§ RAW RECORDS
## start

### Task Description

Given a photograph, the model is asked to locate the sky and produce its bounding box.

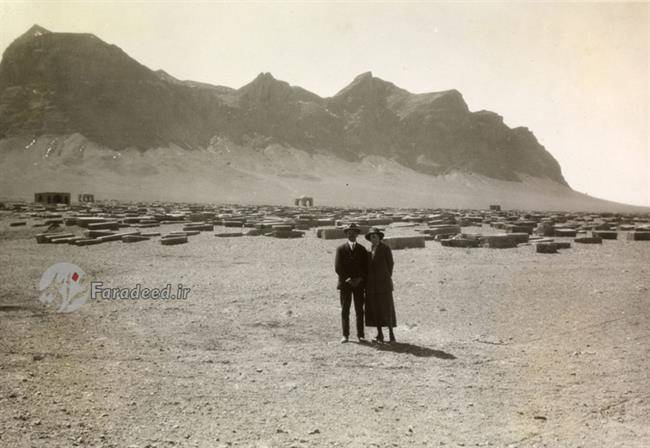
[0,0,650,206]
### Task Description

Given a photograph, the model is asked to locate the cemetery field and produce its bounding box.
[0,218,650,448]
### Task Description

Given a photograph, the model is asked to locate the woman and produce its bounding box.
[366,227,397,342]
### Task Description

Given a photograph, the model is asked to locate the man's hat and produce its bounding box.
[343,222,361,234]
[366,227,384,241]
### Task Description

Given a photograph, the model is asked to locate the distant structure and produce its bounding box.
[293,195,314,207]
[79,193,95,202]
[34,192,70,205]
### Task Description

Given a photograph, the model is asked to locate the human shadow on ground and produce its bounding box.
[364,342,456,359]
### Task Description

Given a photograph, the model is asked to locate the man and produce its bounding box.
[334,224,368,343]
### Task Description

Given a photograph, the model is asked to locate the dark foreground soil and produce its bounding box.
[0,221,650,448]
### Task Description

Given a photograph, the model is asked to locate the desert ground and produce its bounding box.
[0,212,650,448]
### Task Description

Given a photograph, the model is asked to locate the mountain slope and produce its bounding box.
[5,25,628,208]
[0,25,566,185]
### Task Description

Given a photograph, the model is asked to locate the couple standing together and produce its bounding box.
[334,224,397,343]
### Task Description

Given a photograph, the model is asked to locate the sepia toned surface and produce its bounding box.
[0,215,650,447]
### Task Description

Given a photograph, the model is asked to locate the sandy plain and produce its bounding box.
[0,213,650,448]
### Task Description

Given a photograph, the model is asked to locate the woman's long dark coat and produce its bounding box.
[366,242,397,327]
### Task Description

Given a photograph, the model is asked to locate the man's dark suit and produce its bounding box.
[334,241,368,338]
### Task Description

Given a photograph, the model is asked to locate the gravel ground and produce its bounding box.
[0,217,650,448]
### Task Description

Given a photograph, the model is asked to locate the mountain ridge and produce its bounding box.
[0,25,568,196]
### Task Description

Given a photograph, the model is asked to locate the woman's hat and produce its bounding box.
[343,222,361,235]
[366,227,384,241]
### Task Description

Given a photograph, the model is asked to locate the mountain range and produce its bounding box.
[0,25,636,209]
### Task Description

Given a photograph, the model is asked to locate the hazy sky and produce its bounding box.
[0,0,650,206]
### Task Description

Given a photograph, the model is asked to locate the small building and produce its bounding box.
[79,193,95,202]
[293,195,314,207]
[34,192,70,205]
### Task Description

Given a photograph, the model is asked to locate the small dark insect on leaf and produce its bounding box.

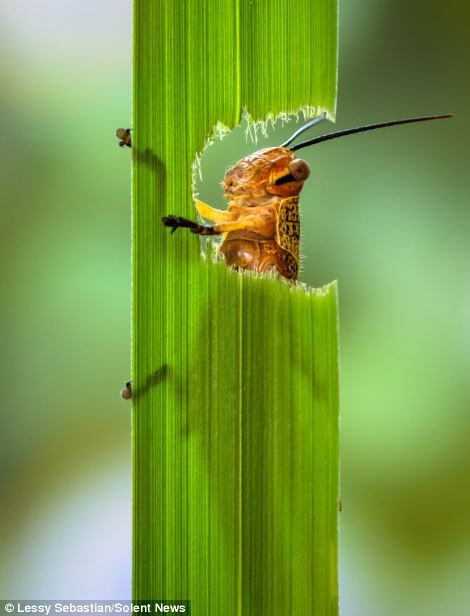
[121,381,132,400]
[116,128,132,148]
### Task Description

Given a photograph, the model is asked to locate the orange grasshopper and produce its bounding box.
[162,114,452,281]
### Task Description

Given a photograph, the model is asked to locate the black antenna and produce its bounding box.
[279,113,326,148]
[289,113,454,152]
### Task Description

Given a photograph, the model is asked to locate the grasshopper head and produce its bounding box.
[222,147,310,200]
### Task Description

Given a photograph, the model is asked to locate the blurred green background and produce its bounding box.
[0,0,470,616]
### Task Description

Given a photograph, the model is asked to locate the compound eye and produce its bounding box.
[289,158,310,182]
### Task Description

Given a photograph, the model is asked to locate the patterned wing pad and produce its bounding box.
[276,197,300,263]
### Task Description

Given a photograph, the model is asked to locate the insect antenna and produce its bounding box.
[289,113,454,152]
[280,113,326,148]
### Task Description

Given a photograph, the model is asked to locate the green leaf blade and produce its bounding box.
[132,0,338,616]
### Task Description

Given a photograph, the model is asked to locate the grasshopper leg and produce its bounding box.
[162,216,220,235]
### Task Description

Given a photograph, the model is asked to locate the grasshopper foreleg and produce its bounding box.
[162,216,221,235]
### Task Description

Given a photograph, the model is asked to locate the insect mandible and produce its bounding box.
[162,114,452,281]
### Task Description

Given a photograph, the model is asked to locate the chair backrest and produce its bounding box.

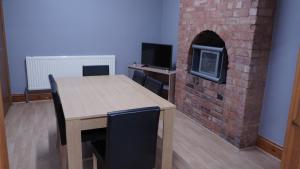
[132,70,146,86]
[48,74,67,145]
[105,107,160,169]
[144,76,164,95]
[82,65,109,76]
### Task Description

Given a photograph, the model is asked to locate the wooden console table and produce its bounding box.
[128,64,176,103]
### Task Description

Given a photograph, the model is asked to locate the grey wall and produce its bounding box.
[259,0,300,145]
[3,0,162,93]
[161,0,179,66]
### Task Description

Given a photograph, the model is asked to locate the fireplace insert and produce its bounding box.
[190,45,228,83]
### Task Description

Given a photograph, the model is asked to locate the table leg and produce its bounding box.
[66,120,83,169]
[161,109,176,169]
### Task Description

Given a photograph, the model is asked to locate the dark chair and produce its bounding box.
[132,70,146,86]
[82,65,109,76]
[92,107,160,169]
[144,76,164,95]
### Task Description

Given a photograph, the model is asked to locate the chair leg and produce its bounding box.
[93,153,98,169]
[60,145,68,169]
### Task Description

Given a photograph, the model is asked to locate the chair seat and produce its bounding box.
[81,128,106,142]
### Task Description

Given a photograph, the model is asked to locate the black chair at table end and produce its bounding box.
[92,107,160,169]
[82,65,109,76]
[48,74,106,169]
[144,76,164,95]
[132,70,146,86]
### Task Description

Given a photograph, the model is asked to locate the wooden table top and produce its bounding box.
[56,75,176,120]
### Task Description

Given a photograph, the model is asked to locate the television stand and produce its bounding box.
[128,64,176,103]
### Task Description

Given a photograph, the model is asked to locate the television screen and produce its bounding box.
[141,43,172,69]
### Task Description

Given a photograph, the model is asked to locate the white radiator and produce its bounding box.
[26,55,115,90]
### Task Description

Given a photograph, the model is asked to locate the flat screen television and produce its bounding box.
[141,43,173,69]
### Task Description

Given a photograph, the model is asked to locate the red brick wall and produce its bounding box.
[176,0,275,148]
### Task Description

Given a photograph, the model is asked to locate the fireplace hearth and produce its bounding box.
[175,0,275,148]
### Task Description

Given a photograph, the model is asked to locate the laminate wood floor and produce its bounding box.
[5,101,280,169]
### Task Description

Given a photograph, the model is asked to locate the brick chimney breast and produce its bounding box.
[175,0,276,148]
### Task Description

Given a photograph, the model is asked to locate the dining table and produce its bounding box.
[55,75,176,169]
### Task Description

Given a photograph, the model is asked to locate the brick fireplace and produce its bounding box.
[176,0,275,148]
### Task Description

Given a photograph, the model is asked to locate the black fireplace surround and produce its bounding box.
[190,31,228,83]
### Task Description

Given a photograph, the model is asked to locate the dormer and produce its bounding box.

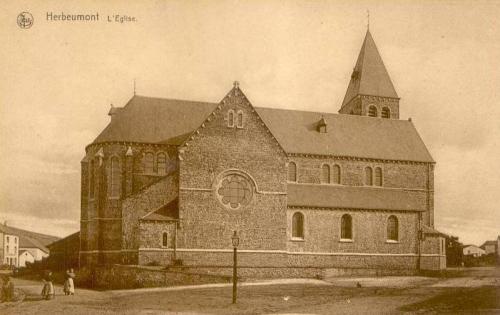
[339,30,399,119]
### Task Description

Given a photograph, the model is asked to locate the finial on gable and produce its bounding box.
[366,10,370,31]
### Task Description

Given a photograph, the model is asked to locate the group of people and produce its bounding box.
[42,268,75,300]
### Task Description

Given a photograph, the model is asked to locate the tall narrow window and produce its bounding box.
[227,109,234,127]
[288,162,297,182]
[292,212,304,238]
[157,152,167,175]
[340,214,352,240]
[161,232,168,247]
[375,167,382,186]
[89,160,95,198]
[144,152,155,174]
[332,165,340,184]
[236,110,243,128]
[109,156,121,197]
[321,164,330,184]
[365,167,373,186]
[382,107,391,118]
[387,215,399,241]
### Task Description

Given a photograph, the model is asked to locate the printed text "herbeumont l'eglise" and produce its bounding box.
[47,12,137,23]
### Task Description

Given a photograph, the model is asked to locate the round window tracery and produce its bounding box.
[217,174,252,209]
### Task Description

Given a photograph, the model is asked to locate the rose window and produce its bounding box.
[217,174,252,209]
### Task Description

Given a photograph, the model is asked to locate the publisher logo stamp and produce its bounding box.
[17,12,34,29]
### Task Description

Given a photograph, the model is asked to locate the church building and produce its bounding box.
[80,31,446,276]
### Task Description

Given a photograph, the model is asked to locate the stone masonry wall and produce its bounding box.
[122,173,179,256]
[178,88,286,249]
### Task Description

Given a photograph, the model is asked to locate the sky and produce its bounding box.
[0,0,500,245]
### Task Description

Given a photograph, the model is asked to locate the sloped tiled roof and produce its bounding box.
[479,241,498,248]
[19,249,33,257]
[342,31,398,106]
[287,183,426,211]
[0,224,60,246]
[94,95,217,145]
[94,96,433,162]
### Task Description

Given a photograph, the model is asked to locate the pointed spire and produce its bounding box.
[342,30,398,106]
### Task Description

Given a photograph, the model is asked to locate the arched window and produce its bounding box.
[109,156,121,197]
[288,162,297,182]
[89,160,95,198]
[365,166,373,186]
[333,165,340,184]
[340,214,352,240]
[321,164,330,184]
[144,152,155,174]
[382,107,391,118]
[387,215,399,241]
[375,167,382,186]
[156,152,167,175]
[236,110,243,128]
[227,109,234,127]
[292,212,304,238]
[161,232,168,247]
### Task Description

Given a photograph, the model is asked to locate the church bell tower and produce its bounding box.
[339,30,399,119]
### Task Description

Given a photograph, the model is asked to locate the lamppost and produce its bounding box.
[231,231,240,304]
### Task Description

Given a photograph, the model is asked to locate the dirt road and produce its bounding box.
[0,268,500,315]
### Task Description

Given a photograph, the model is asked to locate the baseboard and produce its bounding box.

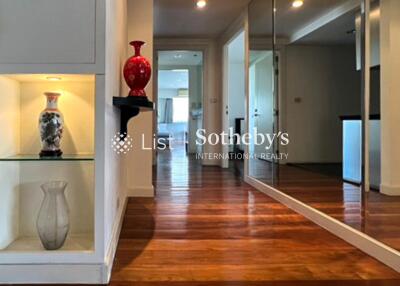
[380,184,400,196]
[0,264,104,285]
[128,186,154,198]
[102,197,128,283]
[245,176,400,272]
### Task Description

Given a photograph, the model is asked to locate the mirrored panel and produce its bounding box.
[249,0,400,252]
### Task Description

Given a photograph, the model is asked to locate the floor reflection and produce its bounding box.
[249,160,400,250]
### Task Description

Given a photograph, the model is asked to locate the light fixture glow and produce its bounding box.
[196,0,207,9]
[46,76,61,81]
[292,0,304,8]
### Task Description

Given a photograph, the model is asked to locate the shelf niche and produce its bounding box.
[0,74,95,252]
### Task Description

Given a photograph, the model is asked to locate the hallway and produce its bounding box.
[111,150,400,286]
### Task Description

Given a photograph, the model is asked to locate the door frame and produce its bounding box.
[153,39,211,165]
[221,27,248,168]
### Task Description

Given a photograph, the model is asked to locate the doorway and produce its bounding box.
[156,51,203,162]
[221,31,246,169]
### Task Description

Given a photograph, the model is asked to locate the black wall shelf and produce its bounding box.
[113,96,154,135]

## end

§ PROMPT
Can you repeat the rows above, starting with the first line and going on through the line with "[366,227,397,342]", with "photograph" swapped for "image" and nothing else changed? Leave out the pictures.

§ SOLVED PROBLEM
### Task Description

Given a image, the model is asked to locate the sky and produce its bounding box.

[0,0,650,206]
### Task Description

Given a image, the model is asked to locate the cemetery field and produce its bounding box.
[0,218,650,448]
### Task Description

Given a image, the model is asked to locate the woman and produce its bounding box.
[366,227,397,342]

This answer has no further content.